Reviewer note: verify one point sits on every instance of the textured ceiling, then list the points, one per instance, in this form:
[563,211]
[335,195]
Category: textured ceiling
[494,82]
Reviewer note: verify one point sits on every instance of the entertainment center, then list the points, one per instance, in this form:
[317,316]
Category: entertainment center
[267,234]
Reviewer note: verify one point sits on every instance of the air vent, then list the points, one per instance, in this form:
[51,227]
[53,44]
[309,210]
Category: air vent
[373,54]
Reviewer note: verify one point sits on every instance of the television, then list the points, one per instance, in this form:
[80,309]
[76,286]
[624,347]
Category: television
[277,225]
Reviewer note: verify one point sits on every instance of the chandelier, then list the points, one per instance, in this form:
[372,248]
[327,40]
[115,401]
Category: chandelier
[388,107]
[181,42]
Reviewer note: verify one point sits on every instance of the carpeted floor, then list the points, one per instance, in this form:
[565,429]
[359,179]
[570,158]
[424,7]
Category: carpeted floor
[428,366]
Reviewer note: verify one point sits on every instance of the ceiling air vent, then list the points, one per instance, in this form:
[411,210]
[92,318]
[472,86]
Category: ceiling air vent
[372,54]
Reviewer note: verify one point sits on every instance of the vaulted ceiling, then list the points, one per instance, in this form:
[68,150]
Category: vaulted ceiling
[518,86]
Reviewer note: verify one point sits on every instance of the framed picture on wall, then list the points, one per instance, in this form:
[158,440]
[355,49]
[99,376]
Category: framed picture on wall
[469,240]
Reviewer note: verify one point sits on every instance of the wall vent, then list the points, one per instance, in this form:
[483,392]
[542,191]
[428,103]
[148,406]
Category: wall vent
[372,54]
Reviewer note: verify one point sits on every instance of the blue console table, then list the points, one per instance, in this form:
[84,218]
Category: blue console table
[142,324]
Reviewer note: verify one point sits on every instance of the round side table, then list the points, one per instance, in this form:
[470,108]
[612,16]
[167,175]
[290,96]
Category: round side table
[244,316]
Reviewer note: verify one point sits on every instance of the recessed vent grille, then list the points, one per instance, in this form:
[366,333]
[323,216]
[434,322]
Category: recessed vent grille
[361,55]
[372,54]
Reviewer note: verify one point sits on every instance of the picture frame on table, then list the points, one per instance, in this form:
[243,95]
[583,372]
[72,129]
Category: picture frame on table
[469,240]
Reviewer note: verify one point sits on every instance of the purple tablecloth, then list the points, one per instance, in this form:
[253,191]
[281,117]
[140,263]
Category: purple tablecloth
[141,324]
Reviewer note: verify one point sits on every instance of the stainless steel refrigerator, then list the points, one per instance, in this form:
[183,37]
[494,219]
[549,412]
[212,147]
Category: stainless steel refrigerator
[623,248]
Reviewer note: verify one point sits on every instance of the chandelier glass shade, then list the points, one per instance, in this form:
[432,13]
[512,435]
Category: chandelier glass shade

========================

WHAT TO PRODUCE –
How many lines of the records contain the word "glass"? Reply with the number and nothing else.

RESPONSE TO THIS EXERCISE –
2